**Défi:** Recopiez à l'identique le passage de l'article sur le réseau Jaguar-Land Rover qui débute aux mots « Par David Paques » et se termine après « comportement du constructeur. ».

**Extrait source:**

La grogne monte dans le réseau Jaguar-Land Rover

Publié le 15 février 2012

Par David Paques
9 min de lecture
Echaudés par les exigences de leurs marques et ce qu’ils estiment être une non-négociation sur les nouveaux contrats, les distributeurs de Jaguar et Land Rover semblent ne pas accepter le comportement du constructeur.

Lancée à la fin de l’été dernier, l’Evoque n’en finit plus d’engranger les succès. Ses carnets de commandes ne dégonflent pas. Depuis son lancement, 4 800 ordres ont d’ores et déjà été enregistrés. Au point que le modèle affiche aujourd’hui entre trois et neuf mois de délais. Les investisseurs se réjouissent. Bien entendu. Même si cela occasionne quelques agréables désagréments. “L’Evoque est une vraie réussite. Une bouffée d’air pur d’autant plus appréciable que les ventes concernées se font sans remises”, confirme un distributeur. “Aujourd’hui, nous faisons 80 % de conquête avec le modèle. Ce n’est donc que du trafic additionnel. Au final, toute la gamme tire parti de cet effet Evoque”, ajoute Marc Luini, directeur général de Jaguar et Land Rover en France. Les bilans des opérateurs en ont d’ailleurs bénéficié. Le réseau Land Rover devrait, en effet, clore 2011 avec une profitabilité comprise entre 2 et 2,5 % du chiffre d’affaires, contre 1,4 % un an auparavant.

**Entrées présentées:**
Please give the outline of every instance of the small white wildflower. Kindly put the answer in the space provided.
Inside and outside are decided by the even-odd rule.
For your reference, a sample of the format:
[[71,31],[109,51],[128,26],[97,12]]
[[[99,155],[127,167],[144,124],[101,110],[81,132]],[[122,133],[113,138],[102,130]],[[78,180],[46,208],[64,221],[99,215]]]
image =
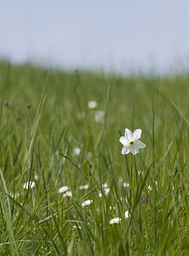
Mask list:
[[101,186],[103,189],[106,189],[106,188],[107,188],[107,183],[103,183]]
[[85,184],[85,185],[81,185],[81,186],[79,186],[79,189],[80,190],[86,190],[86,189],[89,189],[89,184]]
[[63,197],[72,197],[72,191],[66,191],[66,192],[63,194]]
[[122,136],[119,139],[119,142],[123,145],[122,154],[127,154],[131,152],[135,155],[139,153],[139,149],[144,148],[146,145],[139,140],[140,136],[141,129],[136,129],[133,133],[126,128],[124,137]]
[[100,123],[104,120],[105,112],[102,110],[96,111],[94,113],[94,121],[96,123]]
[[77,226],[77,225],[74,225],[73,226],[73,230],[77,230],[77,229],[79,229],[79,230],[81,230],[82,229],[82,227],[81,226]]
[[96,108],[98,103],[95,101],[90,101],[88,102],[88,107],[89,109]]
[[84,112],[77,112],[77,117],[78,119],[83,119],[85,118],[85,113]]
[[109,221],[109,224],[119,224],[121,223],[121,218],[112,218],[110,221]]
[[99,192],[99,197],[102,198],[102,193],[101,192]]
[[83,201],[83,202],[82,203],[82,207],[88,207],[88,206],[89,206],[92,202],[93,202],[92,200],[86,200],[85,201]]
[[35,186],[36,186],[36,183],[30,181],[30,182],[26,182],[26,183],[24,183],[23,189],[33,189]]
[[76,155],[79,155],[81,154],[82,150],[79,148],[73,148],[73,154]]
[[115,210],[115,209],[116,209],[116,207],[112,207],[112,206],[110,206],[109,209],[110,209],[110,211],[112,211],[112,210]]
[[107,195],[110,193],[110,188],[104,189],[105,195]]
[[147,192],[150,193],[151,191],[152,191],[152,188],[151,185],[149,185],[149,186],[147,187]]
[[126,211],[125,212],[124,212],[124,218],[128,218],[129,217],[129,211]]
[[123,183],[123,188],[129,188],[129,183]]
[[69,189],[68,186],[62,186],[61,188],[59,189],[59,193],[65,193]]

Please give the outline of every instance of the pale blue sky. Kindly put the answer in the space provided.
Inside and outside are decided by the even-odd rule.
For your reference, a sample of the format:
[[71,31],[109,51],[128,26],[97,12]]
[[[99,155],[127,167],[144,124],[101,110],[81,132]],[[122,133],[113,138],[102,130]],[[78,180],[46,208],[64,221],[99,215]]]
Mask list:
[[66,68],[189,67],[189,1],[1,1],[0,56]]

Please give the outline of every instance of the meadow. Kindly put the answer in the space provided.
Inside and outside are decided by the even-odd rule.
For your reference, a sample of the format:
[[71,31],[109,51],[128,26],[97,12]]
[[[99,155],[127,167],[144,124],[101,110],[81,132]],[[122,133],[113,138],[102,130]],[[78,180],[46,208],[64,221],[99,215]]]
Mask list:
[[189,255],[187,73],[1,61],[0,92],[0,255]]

* * *

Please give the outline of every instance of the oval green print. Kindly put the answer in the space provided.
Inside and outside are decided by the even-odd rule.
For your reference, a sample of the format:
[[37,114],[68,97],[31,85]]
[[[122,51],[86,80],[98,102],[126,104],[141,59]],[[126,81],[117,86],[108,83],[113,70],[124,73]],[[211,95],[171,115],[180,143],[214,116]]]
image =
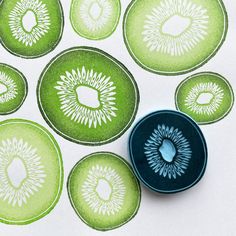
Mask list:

**Solution:**
Par David Paques
9 min de lecture
Echaudés par les exigences de leurs marques et ce qu’ils estiment être une non-négociation sur les nouveaux contrats, les distributeurs de Jaguar et Land Rover semblent ne pas accepter le comportement du constructeur.